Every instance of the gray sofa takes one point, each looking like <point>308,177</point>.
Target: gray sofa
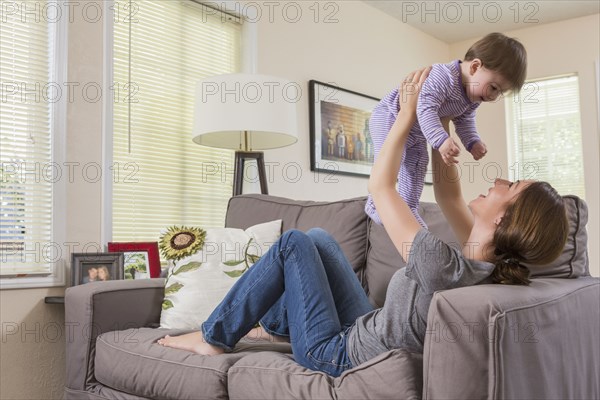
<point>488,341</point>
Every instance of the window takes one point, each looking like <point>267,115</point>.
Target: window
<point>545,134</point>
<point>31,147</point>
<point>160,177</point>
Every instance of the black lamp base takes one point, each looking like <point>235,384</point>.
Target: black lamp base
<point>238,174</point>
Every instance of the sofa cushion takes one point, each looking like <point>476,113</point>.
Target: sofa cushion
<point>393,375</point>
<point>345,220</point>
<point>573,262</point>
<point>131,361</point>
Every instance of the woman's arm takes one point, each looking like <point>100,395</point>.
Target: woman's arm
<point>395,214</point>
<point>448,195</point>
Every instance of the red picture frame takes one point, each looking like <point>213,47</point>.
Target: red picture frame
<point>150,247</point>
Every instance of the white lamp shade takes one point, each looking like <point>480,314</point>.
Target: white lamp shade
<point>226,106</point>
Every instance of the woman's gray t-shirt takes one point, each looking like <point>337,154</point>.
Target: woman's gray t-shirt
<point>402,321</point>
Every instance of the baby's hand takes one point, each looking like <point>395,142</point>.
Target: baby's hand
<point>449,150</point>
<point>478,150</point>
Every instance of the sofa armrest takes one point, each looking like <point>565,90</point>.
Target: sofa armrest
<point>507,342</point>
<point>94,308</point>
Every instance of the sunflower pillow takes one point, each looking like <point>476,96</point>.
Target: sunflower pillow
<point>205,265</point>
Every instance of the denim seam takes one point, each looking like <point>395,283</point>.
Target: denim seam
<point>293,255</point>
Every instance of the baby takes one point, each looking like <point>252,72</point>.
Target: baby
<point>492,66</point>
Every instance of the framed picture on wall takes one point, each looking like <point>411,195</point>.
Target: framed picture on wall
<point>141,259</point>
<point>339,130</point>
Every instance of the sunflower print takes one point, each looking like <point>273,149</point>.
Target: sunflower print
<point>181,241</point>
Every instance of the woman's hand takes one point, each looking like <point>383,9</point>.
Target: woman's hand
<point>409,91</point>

==

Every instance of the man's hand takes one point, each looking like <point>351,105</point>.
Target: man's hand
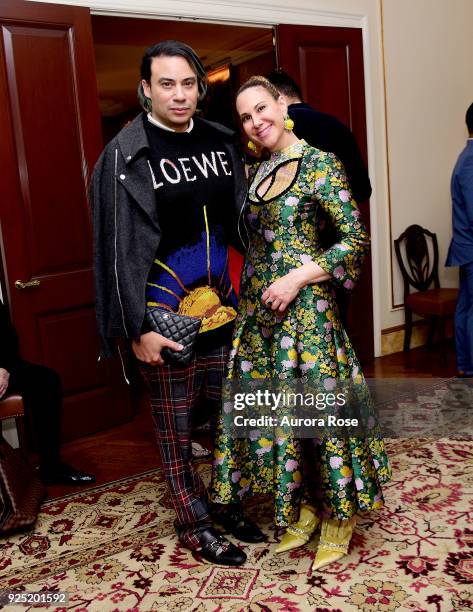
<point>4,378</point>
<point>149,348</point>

## What to do
Looking at the data above, write out exactly the lines that start at the one containing "Every instance of the woman's arm" and end at the one containing "Every instance of the red"; include both and nothing beyond.

## Answer to this problem
Every instance of the woman's arm takes one point, each looking like <point>100,395</point>.
Target: woman's arm
<point>395,214</point>
<point>448,195</point>
Every instance of the red picture frame takes one point, each looking like <point>213,47</point>.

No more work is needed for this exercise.